--- DATA SECTION ---
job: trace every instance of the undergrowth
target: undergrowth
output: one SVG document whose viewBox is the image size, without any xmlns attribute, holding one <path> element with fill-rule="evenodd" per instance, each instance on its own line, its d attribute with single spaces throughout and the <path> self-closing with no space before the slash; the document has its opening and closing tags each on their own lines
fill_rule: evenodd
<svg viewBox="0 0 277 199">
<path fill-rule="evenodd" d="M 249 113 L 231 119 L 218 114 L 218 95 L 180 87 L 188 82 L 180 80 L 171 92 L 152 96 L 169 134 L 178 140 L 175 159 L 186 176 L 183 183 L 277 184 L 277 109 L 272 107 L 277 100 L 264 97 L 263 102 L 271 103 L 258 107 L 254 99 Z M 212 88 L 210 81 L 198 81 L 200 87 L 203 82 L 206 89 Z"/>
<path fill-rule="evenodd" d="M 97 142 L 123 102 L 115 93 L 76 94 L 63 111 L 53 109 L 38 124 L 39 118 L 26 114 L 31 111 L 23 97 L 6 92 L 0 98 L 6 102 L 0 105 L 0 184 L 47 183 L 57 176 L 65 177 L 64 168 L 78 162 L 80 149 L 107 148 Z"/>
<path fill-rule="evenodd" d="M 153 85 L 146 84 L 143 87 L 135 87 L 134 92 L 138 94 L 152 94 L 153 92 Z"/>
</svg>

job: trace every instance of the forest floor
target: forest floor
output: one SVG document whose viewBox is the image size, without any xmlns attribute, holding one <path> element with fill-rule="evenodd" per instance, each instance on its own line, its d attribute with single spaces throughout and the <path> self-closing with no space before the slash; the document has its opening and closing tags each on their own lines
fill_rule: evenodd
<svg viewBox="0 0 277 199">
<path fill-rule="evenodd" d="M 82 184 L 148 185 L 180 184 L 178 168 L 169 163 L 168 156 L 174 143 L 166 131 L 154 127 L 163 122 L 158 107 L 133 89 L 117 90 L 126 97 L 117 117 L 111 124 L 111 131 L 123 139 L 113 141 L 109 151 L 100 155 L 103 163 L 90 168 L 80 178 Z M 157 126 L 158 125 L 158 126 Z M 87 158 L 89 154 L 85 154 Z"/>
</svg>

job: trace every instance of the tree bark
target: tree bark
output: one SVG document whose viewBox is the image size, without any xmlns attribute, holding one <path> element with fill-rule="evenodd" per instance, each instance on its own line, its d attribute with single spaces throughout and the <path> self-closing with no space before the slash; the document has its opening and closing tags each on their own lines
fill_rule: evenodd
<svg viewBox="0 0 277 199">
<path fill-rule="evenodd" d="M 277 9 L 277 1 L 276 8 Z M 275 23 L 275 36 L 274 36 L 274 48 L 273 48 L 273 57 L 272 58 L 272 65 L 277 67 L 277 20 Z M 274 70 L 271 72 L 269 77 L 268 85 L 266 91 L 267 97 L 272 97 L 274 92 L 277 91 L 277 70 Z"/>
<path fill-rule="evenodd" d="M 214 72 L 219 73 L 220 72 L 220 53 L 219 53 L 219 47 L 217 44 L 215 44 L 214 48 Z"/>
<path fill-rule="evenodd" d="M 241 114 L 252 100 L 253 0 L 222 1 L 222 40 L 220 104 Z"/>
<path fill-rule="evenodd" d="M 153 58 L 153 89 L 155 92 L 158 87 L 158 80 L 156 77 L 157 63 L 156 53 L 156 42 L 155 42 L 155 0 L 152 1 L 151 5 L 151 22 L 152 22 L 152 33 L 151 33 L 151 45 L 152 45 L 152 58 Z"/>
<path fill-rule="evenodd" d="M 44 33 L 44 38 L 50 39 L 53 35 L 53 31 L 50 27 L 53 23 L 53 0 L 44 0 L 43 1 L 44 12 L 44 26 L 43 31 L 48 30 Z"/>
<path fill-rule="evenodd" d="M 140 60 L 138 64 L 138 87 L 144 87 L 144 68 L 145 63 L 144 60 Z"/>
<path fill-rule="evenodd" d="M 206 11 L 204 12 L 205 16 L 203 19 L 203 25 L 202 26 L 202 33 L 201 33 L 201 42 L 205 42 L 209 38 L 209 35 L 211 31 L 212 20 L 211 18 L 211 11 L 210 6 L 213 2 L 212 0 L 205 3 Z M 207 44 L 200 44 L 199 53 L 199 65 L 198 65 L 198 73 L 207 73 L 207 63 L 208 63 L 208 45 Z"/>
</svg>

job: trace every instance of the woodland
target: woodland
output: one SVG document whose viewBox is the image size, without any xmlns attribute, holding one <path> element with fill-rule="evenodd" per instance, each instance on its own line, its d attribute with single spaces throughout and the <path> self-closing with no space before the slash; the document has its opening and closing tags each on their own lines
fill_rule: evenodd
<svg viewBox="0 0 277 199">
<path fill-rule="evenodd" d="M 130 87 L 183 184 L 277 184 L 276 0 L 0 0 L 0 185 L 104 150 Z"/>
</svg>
---
**EXERCISE INSTRUCTIONS**
Transcribe every line of the data above without changing a single character.

**ANSWER TO THIS TASK**
job: trace every instance of the undergrowth
target: undergrowth
output: one SVG document whose viewBox is the image size, without any xmlns attribute, holding one <path> element with fill-rule="evenodd" per instance, each instance on its own line, its d attribute with single spaces throughout and the <path> self-closing with no space before the slash; the document has its opening and closing tags each on their own lines
fill_rule: evenodd
<svg viewBox="0 0 277 199">
<path fill-rule="evenodd" d="M 249 113 L 231 119 L 218 114 L 218 95 L 180 87 L 188 82 L 180 80 L 171 92 L 152 96 L 169 134 L 178 140 L 175 159 L 186 176 L 183 183 L 277 184 L 277 109 L 272 107 L 277 100 L 264 97 L 263 102 L 271 103 L 258 107 L 254 99 Z M 212 88 L 210 81 L 198 81 L 200 87 L 203 82 L 206 89 Z"/>
<path fill-rule="evenodd" d="M 97 142 L 123 102 L 115 93 L 76 94 L 63 111 L 53 109 L 38 124 L 39 118 L 26 114 L 31 111 L 23 97 L 6 92 L 0 98 L 6 102 L 0 105 L 0 184 L 47 183 L 57 176 L 65 177 L 64 168 L 78 162 L 80 149 L 107 148 Z"/>
<path fill-rule="evenodd" d="M 153 85 L 146 84 L 143 87 L 135 87 L 134 92 L 138 94 L 152 94 L 153 92 Z"/>
</svg>

job: trace every instance of the forest floor
target: forest floor
output: one SVG document whose viewBox is the image size, without any xmlns attribute, holding one <path> element with fill-rule="evenodd" per instance, each instance on its own line, its d attribute with single spaces throughout and the <path> self-closing with no space before the slash; the document has its opening and closing tags each on their own lines
fill_rule: evenodd
<svg viewBox="0 0 277 199">
<path fill-rule="evenodd" d="M 82 184 L 148 185 L 180 184 L 178 168 L 169 163 L 168 156 L 174 143 L 166 131 L 154 127 L 163 122 L 158 107 L 133 89 L 117 90 L 126 97 L 117 117 L 111 124 L 111 131 L 123 139 L 113 141 L 109 151 L 100 155 L 103 163 L 90 168 L 80 178 Z M 157 126 L 158 125 L 158 126 Z M 87 158 L 89 154 L 85 154 Z"/>
</svg>

job: trace every instance of the tree bark
target: tree bark
output: one SVG document whose viewBox is the image size, without any xmlns attribute, holding one <path> element with fill-rule="evenodd" per instance, each instance on its own line, its d attribute with single spaces throughout and the <path> self-closing with no space before the slash; the document has its opening and closing tags each on their own lines
fill_rule: evenodd
<svg viewBox="0 0 277 199">
<path fill-rule="evenodd" d="M 277 9 L 277 1 L 276 8 Z M 275 23 L 275 36 L 274 36 L 274 48 L 273 48 L 273 57 L 272 58 L 272 65 L 277 67 L 277 20 Z M 274 70 L 271 72 L 269 77 L 268 85 L 266 91 L 267 97 L 272 97 L 274 92 L 277 91 L 277 70 Z"/>
<path fill-rule="evenodd" d="M 214 72 L 219 73 L 220 72 L 220 53 L 219 53 L 219 47 L 217 44 L 215 44 L 214 48 Z"/>
<path fill-rule="evenodd" d="M 241 114 L 252 100 L 253 0 L 222 1 L 222 40 L 220 104 Z"/>
<path fill-rule="evenodd" d="M 153 58 L 153 89 L 155 92 L 158 87 L 158 80 L 156 77 L 157 63 L 156 53 L 156 42 L 155 42 L 155 0 L 152 1 L 151 5 L 151 22 L 152 22 L 152 33 L 151 33 L 151 45 L 152 45 L 152 58 Z"/>
<path fill-rule="evenodd" d="M 44 33 L 44 38 L 50 39 L 53 35 L 53 31 L 50 27 L 53 23 L 53 0 L 44 0 L 43 1 L 44 12 L 44 26 L 43 31 L 48 30 Z"/>
<path fill-rule="evenodd" d="M 140 60 L 138 64 L 138 87 L 144 87 L 144 68 L 145 63 L 144 60 Z"/>
<path fill-rule="evenodd" d="M 206 11 L 204 12 L 205 16 L 203 19 L 203 25 L 202 26 L 202 33 L 201 33 L 201 42 L 205 42 L 209 38 L 209 35 L 211 31 L 212 20 L 211 18 L 211 11 L 210 6 L 213 2 L 212 0 L 205 3 Z M 207 44 L 200 44 L 199 53 L 199 65 L 198 65 L 198 73 L 207 73 L 207 63 L 208 63 L 208 45 Z"/>
</svg>

job: trace every instance of the woodland
target: woodland
output: one SVG document whose viewBox is the image size, without any xmlns attribute, holding one <path> element with fill-rule="evenodd" per instance, each instance on its own line, its d attribute with single spaces throughout and the <path> self-closing with no space before the slash; the document has its opening and closing tags each on their own lines
fill_rule: evenodd
<svg viewBox="0 0 277 199">
<path fill-rule="evenodd" d="M 130 87 L 183 184 L 277 184 L 276 0 L 0 0 L 0 185 L 104 150 Z"/>
</svg>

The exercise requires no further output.